> **Exercise objective**
Set out the records below again exactly; skip the images.

> **Recorded data**
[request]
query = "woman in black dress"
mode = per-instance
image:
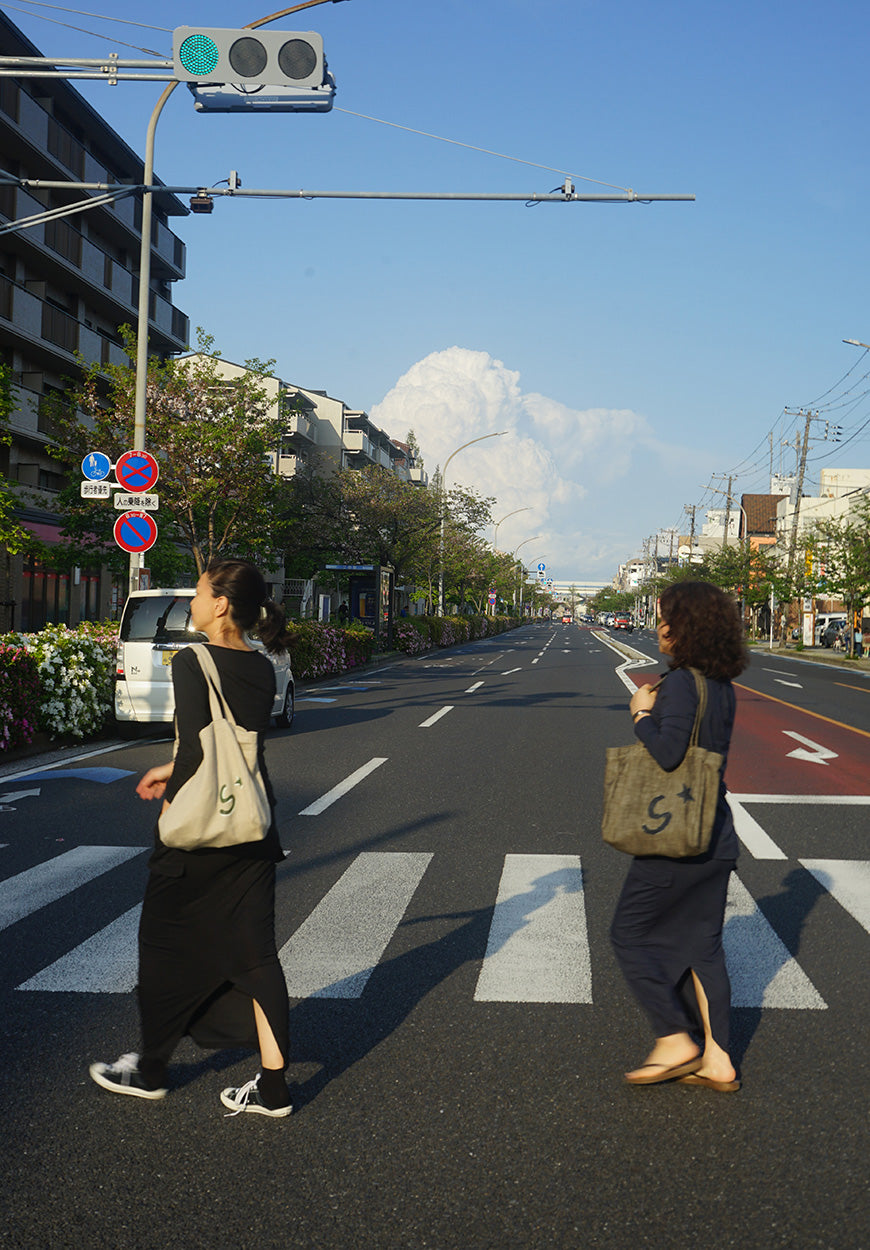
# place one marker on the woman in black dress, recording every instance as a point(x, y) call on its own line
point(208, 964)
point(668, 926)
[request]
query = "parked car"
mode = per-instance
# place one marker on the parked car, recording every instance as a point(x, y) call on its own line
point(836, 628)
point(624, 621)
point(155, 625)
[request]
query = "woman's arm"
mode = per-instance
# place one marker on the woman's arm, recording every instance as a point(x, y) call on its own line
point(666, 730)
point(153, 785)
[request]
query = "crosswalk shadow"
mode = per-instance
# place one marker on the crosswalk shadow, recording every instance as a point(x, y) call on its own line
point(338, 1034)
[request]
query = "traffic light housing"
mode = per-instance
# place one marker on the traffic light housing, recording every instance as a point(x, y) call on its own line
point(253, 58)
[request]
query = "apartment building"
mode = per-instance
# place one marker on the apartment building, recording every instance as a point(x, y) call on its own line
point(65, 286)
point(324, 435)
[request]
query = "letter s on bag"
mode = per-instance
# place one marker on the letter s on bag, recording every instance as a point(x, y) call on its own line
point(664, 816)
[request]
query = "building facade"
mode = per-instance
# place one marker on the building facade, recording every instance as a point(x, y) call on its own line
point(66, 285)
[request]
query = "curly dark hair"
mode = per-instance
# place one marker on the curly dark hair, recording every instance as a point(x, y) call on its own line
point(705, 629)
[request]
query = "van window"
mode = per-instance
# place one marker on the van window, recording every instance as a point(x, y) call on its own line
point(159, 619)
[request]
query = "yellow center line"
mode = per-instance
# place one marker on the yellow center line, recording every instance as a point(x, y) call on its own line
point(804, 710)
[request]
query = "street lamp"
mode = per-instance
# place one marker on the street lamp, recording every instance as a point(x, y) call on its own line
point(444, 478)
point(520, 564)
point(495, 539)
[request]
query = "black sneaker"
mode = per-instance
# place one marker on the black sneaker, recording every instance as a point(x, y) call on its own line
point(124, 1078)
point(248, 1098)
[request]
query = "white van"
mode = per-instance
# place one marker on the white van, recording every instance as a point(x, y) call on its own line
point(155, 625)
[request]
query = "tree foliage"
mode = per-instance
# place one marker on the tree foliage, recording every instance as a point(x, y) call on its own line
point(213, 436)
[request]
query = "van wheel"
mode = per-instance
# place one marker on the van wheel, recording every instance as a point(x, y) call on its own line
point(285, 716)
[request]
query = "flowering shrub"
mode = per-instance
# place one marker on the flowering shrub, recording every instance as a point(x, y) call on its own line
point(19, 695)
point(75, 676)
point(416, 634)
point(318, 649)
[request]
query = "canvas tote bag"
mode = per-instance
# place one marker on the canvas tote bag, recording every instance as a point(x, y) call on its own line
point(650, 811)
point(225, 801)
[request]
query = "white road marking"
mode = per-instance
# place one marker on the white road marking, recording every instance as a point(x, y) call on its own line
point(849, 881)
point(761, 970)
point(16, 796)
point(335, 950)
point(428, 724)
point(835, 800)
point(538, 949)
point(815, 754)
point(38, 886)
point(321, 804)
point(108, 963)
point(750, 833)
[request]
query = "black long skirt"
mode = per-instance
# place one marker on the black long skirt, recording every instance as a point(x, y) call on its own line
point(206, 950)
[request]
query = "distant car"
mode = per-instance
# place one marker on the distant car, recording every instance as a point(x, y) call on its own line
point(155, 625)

> **Finished task**
[request]
query = "woman in black dress"
mode = per-instance
image:
# place one marker on the woman in black dress, recording every instance as a point(x, y) call on its own line
point(208, 964)
point(668, 926)
[request]
query = "parked car"
mode = per-instance
# place one marker on the parked car, recording every instance as a point(x, y) call on its own line
point(836, 628)
point(624, 621)
point(155, 625)
[request]
query = "woman's arm"
mode = per-instance
# place one marker on the woman's arm, recording every instance as a point(x, y) call on its own line
point(666, 730)
point(153, 785)
[request]
query = "crosswalk shadow"
mode = per-instance
# place one marker on the crosswalk shadow, recording every instance as a point(x, y) call on its own line
point(338, 1034)
[request]
query = "traffic light housing"
mode = per-instance
# place one marker on the traffic light housing, recording every instance as a point(x, y) call on its own line
point(253, 58)
[request]
query = "apartment building"
mode = per-instance
# place one marker on the apartment building, recording every instance as a point(x, y) call on its own line
point(65, 286)
point(324, 435)
[request]
query = "letter s on bag"
mode = per-instance
# place one marker on the letter s on bag, recording every instance as a point(x, y) call on its own line
point(664, 816)
[request]
query = "building facade"
mode = per-instance
# place one marker on the building facade, recording every instance as a point(x, y) call on its own line
point(66, 285)
[request]
query = "curly dark hair"
mode = per-instance
# place one marker on the curly dark hair, recording every instance as a point(x, y) call on its own line
point(705, 629)
[request]
query = "van window"
mode = per-instance
# place one marker on the van window, recording every instance as a point(x, y) call on its own line
point(159, 619)
[request]
query = "yellow center line"
mode = per-instance
# place one marker on the yellow center line, recording every instance as a point(x, y) call on its own line
point(804, 710)
[request]
query = "street lamp"
mode = per-instance
# place one marker on the street lamp, recording every instance as a point(x, y) call on its own line
point(444, 478)
point(520, 564)
point(495, 539)
[request]
query = "black sneaker"
mode = per-instance
# place one marker on the black sneaker, recording every instance as a point(x, y) call on its own line
point(124, 1078)
point(248, 1098)
[request]
query = "white van"
mode = per-instance
# place one marker on the white van, recording every instance as a point(x, y) call on its own line
point(155, 625)
[request]
query = "tree foliage"
mode = per-instance
# place one marker on the tree foliage, recording every instance as a point(x, y) call on its own line
point(213, 436)
[request]
query = "van wheel"
mode = per-instance
# place one marker on the van wheel, recording every instance as a point(x, y) call on its own line
point(285, 716)
[request]
query = "flowering shrub"
mode = per-instance
# place one marker on the flowering shrub, recording every instance as a point(x, y) call on its own line
point(19, 695)
point(75, 676)
point(416, 634)
point(318, 649)
[request]
query = "canvas tote bag"
mode = per-instance
# place one marker on the canvas tote bag, recording every instance as a point(x, y) call on its own line
point(650, 811)
point(225, 801)
[request]
query = "white road marking"
mode = per-instance
# place one marker on the white road marking, recording every instance as a point(x, y) call on its own line
point(849, 881)
point(761, 970)
point(16, 796)
point(335, 950)
point(428, 724)
point(835, 800)
point(538, 949)
point(815, 754)
point(38, 886)
point(321, 804)
point(108, 963)
point(750, 833)
[request]
query = "black long skirt"
mode = per-instance
# place one marker on the black long skirt, recording every instance as a point(x, y) call on its own line
point(206, 950)
[request]
query = "distant car"
mode = per-instance
# place one marker on the distant car, recording every instance as a point(x, y) call on its own line
point(155, 625)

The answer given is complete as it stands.